##### Materials provided #####
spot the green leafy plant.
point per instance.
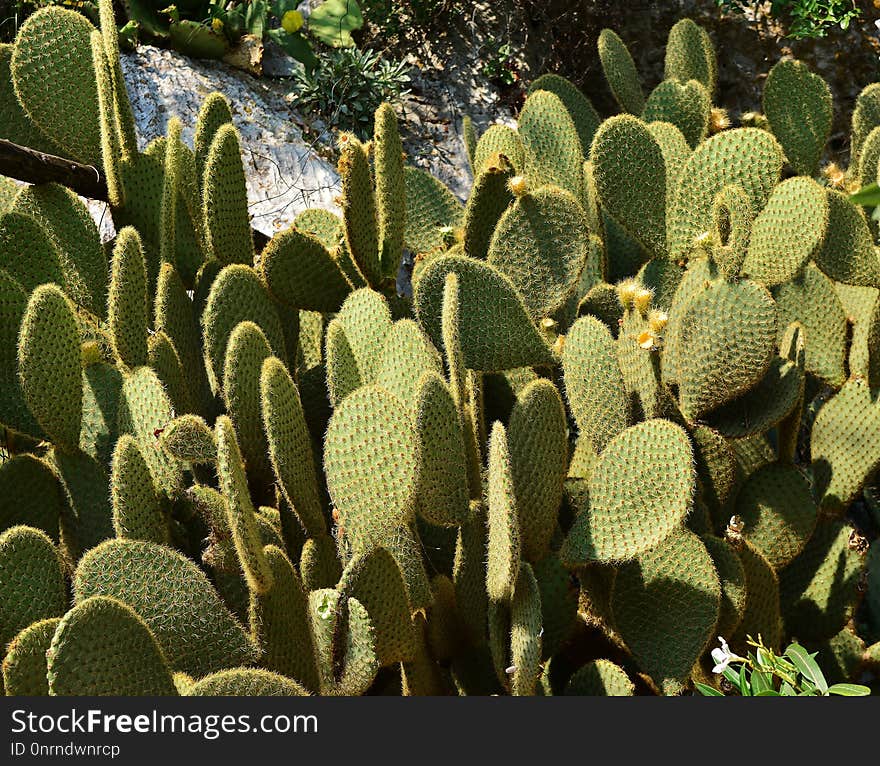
(805, 18)
(498, 63)
(763, 673)
(347, 86)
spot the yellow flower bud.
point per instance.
(291, 22)
(642, 299)
(518, 186)
(657, 321)
(626, 292)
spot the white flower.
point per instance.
(723, 657)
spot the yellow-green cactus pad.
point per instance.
(798, 106)
(102, 647)
(787, 232)
(641, 490)
(666, 605)
(495, 329)
(195, 630)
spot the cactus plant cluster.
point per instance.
(630, 407)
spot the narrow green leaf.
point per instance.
(849, 690)
(807, 666)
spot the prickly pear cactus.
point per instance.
(631, 401)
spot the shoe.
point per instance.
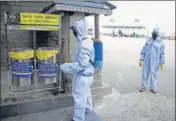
(153, 91)
(142, 90)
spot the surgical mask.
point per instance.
(154, 35)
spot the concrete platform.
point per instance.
(65, 114)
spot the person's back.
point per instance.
(153, 56)
(82, 71)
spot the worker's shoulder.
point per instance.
(87, 42)
(160, 40)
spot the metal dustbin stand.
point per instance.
(21, 68)
(47, 65)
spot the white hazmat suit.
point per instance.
(82, 71)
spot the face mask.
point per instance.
(154, 36)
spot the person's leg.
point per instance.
(89, 101)
(80, 97)
(145, 76)
(153, 81)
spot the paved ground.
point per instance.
(122, 72)
(65, 114)
(125, 103)
(121, 66)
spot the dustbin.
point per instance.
(21, 66)
(47, 64)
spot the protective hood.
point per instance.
(81, 28)
(156, 30)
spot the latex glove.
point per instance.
(140, 63)
(161, 67)
(68, 61)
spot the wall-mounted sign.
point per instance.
(39, 19)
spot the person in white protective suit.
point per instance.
(82, 70)
(152, 58)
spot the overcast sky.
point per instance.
(150, 13)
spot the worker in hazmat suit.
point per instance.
(152, 59)
(82, 71)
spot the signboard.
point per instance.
(47, 70)
(29, 19)
(39, 19)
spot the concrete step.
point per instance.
(65, 114)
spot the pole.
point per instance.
(97, 30)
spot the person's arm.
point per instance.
(143, 51)
(81, 63)
(162, 54)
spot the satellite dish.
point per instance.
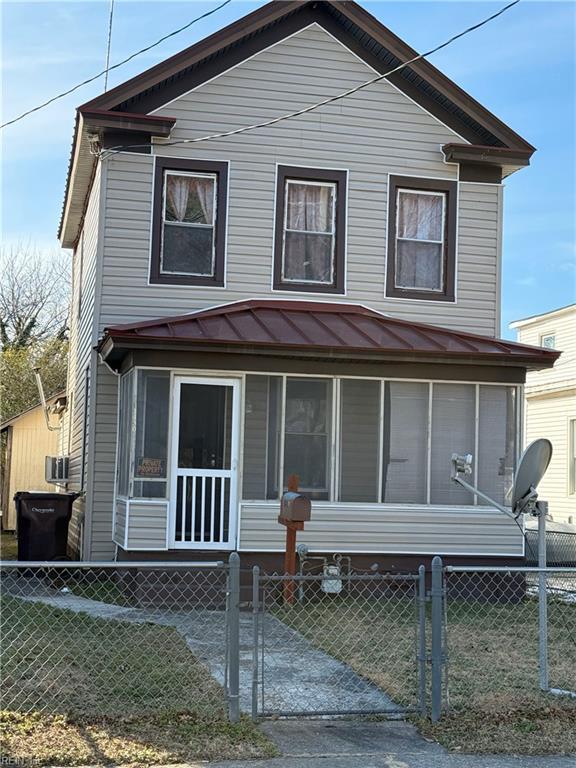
(531, 469)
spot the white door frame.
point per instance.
(234, 384)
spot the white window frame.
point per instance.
(571, 456)
(544, 336)
(442, 242)
(197, 225)
(306, 182)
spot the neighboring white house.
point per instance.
(551, 405)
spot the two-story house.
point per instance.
(550, 406)
(319, 296)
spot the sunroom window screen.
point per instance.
(359, 440)
(309, 232)
(151, 443)
(188, 229)
(306, 438)
(125, 433)
(420, 240)
(405, 445)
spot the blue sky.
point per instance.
(520, 66)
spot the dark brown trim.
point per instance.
(211, 361)
(481, 153)
(450, 188)
(276, 20)
(340, 178)
(485, 174)
(205, 166)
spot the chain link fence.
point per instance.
(560, 548)
(114, 639)
(338, 643)
(505, 648)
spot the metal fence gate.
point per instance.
(350, 644)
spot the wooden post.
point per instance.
(290, 554)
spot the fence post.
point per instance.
(234, 637)
(542, 510)
(422, 638)
(437, 650)
(255, 638)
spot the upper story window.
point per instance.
(309, 248)
(421, 239)
(189, 222)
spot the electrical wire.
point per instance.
(114, 66)
(312, 107)
(108, 46)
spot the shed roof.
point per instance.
(323, 326)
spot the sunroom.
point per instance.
(219, 407)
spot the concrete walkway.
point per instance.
(297, 675)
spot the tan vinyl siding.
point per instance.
(82, 332)
(104, 436)
(551, 403)
(147, 525)
(120, 522)
(409, 529)
(377, 132)
(31, 442)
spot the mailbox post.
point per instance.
(294, 512)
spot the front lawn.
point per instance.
(495, 705)
(79, 690)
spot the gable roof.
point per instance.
(349, 330)
(346, 21)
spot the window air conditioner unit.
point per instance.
(56, 469)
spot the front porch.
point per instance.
(211, 427)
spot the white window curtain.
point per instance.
(419, 244)
(309, 232)
(190, 199)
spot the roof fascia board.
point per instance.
(112, 347)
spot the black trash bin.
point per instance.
(43, 524)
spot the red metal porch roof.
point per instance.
(323, 326)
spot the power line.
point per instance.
(108, 46)
(114, 66)
(312, 107)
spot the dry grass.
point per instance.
(495, 702)
(86, 690)
(135, 741)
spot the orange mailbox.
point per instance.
(294, 512)
(295, 508)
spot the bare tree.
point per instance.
(34, 295)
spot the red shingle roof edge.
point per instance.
(324, 326)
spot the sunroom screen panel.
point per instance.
(497, 442)
(405, 443)
(255, 437)
(359, 437)
(453, 431)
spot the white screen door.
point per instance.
(204, 463)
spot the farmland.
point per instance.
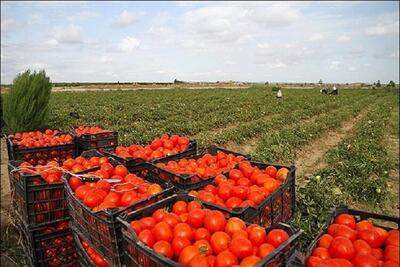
(356, 130)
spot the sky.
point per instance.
(202, 41)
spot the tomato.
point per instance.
(241, 247)
(393, 238)
(347, 220)
(146, 237)
(313, 261)
(345, 231)
(371, 237)
(219, 241)
(204, 247)
(179, 207)
(225, 259)
(391, 253)
(257, 235)
(325, 241)
(192, 205)
(164, 248)
(184, 230)
(276, 237)
(120, 170)
(342, 247)
(202, 234)
(250, 261)
(321, 252)
(179, 243)
(159, 214)
(148, 222)
(196, 218)
(215, 221)
(362, 247)
(187, 254)
(199, 261)
(162, 231)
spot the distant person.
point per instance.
(279, 94)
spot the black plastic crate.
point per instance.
(138, 163)
(36, 202)
(189, 181)
(41, 155)
(277, 207)
(384, 221)
(47, 246)
(105, 141)
(101, 229)
(138, 254)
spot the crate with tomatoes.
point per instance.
(98, 196)
(94, 137)
(354, 238)
(38, 148)
(180, 231)
(167, 147)
(198, 170)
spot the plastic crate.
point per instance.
(101, 229)
(45, 248)
(138, 254)
(384, 221)
(101, 141)
(189, 181)
(41, 155)
(36, 202)
(137, 163)
(277, 207)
#####
Exercise task:
Leave out every picture, and copy exactly the lines from the line that contains "spot the shed roof." through the end of the material.

Exercise output:
spot the shed roof.
point per instance.
(323, 326)
spot the sunroom.
point per instance.
(219, 407)
spot the concrete walkway.
point per instance.
(297, 675)
spot the tan vinyl siding.
point per instance.
(82, 332)
(104, 436)
(551, 403)
(147, 525)
(120, 522)
(409, 529)
(377, 132)
(31, 442)
spot the mailbox post.
point per instance.
(294, 512)
spot the front lawn.
point per instance.
(495, 705)
(79, 690)
spot the gable roof.
point per instance.
(349, 330)
(346, 21)
spot the window air conditioner unit.
point per instance.
(56, 469)
spot the front porch.
point per instance.
(211, 427)
spot the white window curtain.
point per instance.
(419, 244)
(309, 232)
(190, 199)
spot the roof fascia board.
point per instance.
(112, 347)
spot the black trash bin.
point per instance.
(43, 524)
spot the red metal porch roof.
point per instance.
(323, 326)
spot the power line.
point per instance.
(108, 46)
(114, 66)
(312, 107)
spot the dry grass.
point per instance.
(495, 702)
(86, 690)
(135, 741)
spot the orange mailbox.
point per instance.
(294, 512)
(295, 508)
spot the bare tree.
point per instance.
(34, 295)
spot the red shingle roof edge.
point per instance.
(324, 326)
spot the sunroom screen panel.
point per instance.
(497, 442)
(405, 443)
(255, 437)
(359, 437)
(453, 431)
spot the white screen door.
point per instance.
(204, 463)
spot the farmland.
point per instance.
(356, 130)
spot the sky.
point per instance.
(202, 41)
spot the tomato.
point per instance.
(241, 247)
(393, 238)
(347, 220)
(146, 237)
(313, 261)
(345, 231)
(371, 237)
(219, 241)
(204, 247)
(179, 207)
(225, 259)
(391, 253)
(257, 235)
(325, 241)
(192, 205)
(164, 248)
(184, 230)
(276, 237)
(120, 170)
(342, 247)
(202, 234)
(250, 261)
(321, 252)
(179, 243)
(159, 214)
(148, 222)
(196, 218)
(215, 221)
(362, 247)
(187, 254)
(199, 261)
(162, 231)
spot the distant person.
point per instance.
(279, 94)
spot the black plastic crate.
point per instance.
(138, 163)
(36, 202)
(189, 181)
(41, 155)
(277, 207)
(384, 221)
(47, 246)
(105, 141)
(101, 229)
(138, 254)
spot the crate with tomatoes.
point per instance.
(98, 196)
(94, 137)
(354, 238)
(38, 148)
(180, 231)
(167, 147)
(198, 170)
spot the plastic crate.
point per instance.
(101, 229)
(45, 248)
(138, 254)
(384, 221)
(101, 141)
(189, 181)
(41, 155)
(36, 202)
(137, 163)
(277, 207)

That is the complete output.